▸ **Aufgabe 1**
Nenne alle verschiedenen Wörter im Text über den CO2-Grenzausgleich, die mit „CO2-“ beginnen, und führe jedes davon nur einmal auf.
▸ **Aufgabe 2**
Welcher Anteil der Zertifikate hat laut dem Text über den CO2-Grenzausgleich keinen Preis?
▸ **Aufgabe 3**
Gib aus dem Text über den CO2-Grenzausgleich den Abschnitt wortgetreu aus, der mit den Worten „Die Konsequenzen sind“ beginnt und mit „ein Grenzausgleichssystem sind.“ endet.

Hinter dem Kürzel CBAM verbirgt sich dabei eine ebenso simple wie weitreichende Idee: Für Importe aus „braunen“ Ländern, das sind Länder ohne CO2-Steuer oder -Zertifikatehandel, wird eine Abgabe fällig, die die Differenz zur inländischen CO2-Belastung ausgleicht. Exporte in solche Länder können analog subventioniert werden, indem sie, wie derzeit diskutiert, von CO2-Abgaben befreit werden. Das Ergebnis sind gleiche Wettbewerbsbedingungen.
Die Konsequenzen sind in zweifacher Hinsicht enorm. Zum einen für die Bepreisung der Emissionen im Inland. Bisher wird der Gefahr der Abwanderung emissionsreicher Produktion in „braune“ Länder durch die Vergabe kostenloser Emissionsrechte begegnet. Tatsächlich hat mehr als ein Drittel der Zertifikate keinen Preis. Dies ist weder fürs Klima noch für den Finanzminister zielführend. Unter gleichen Wettbewerbsbedingungen ließen sich dagegen alle CO2-Emissionen bepreisen – ein Grund, warum viele Industrien nicht gerade begeistert über die Aussicht auf ein Grenzausgleichssystem sind.
Zum anderen, und noch entscheidender, ändert ein solcher Ausgleich die Dynamik der weltweiten Klimapolitik. Obwohl weitgehend Einigkeit darüber herrscht, dass ein globaler Preis für CO2 das ideale Instrument einer wirksamen Klimapolitik ist, blieb die Einführung beispielsweise einer globalen CO2-Steuer bisher reine Utopie. Mit einem CBAM fällt nun aber ein entscheidender Anreiz weg, striktere Umweltauflagen von Handelspartnern wie der EU zu unterlaufen: Der eigenen Industrie entstehen dadurch keine Wettbewerbsvorteile mehr.

▸ **Bereitgestellte Datensätze**
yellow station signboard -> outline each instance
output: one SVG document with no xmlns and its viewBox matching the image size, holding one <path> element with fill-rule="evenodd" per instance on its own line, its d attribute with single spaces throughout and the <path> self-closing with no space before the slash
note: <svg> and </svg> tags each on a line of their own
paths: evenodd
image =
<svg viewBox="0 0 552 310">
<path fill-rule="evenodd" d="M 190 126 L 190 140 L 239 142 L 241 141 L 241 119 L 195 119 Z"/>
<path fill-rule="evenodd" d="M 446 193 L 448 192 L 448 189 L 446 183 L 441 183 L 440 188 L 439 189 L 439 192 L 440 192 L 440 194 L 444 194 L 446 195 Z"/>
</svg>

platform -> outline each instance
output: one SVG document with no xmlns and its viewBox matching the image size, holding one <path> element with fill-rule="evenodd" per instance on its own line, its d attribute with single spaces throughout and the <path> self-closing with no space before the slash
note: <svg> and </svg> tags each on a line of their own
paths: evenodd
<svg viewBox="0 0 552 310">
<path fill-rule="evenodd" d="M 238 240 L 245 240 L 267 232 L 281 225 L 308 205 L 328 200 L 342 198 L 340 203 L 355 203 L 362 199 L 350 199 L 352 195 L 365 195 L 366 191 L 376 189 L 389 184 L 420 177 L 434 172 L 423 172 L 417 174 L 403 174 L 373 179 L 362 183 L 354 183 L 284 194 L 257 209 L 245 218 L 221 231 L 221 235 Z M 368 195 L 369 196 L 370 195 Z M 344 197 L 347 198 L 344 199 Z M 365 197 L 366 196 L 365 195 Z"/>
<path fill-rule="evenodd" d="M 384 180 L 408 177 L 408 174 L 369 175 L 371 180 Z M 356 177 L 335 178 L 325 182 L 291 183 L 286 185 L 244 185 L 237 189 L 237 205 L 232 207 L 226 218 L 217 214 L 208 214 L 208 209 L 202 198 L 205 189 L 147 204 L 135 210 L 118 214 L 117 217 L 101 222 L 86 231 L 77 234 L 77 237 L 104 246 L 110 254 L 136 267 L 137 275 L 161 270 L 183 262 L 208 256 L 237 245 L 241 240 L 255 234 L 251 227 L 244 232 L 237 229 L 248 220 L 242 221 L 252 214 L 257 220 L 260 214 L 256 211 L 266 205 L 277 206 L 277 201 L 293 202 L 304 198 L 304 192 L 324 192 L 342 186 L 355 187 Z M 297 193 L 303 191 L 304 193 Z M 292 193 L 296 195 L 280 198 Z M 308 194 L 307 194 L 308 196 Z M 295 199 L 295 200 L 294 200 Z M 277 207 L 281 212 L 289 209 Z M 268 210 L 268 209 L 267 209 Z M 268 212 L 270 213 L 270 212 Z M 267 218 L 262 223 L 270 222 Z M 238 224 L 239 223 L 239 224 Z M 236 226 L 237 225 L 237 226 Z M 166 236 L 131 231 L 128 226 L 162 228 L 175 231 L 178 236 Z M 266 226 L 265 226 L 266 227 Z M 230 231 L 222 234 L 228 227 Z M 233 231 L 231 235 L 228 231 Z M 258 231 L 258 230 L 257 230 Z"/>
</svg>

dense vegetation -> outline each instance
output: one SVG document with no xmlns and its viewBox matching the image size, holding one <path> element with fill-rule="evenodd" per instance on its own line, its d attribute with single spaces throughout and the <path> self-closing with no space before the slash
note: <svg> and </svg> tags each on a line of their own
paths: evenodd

▸ **Lösung 1**
CO2-Steuer, CO2-Belastung, CO2-Abgaben, CO2-Emissionen

▸ **Lösung 2**
Mehr als ein Drittel der Zertifikate hat keinen Preis.

▸ **Lösung 3**
Die Konsequenzen sind in zweifacher Hinsicht enorm. Zum einen für die Bepreisung der Emissionen im Inland. Bisher wird der Gefahr der Abwanderung emissionsreicher Produktion in „braune“ Länder durch die Vergabe kostenloser Emissionsrechte begegnet. Tatsächlich hat mehr als ein Drittel der Zertifikate keinen Preis. Dies ist weder fürs Klima noch für den Finanzminister zielführend. Unter gleichen Wettbewerbsbedingungen ließen sich dagegen alle CO2-Emissionen bepreisen – ein Grund, warum viele Industrien nicht gerade begeistert über die Aussicht auf ein Grenzausgleichssystem sind.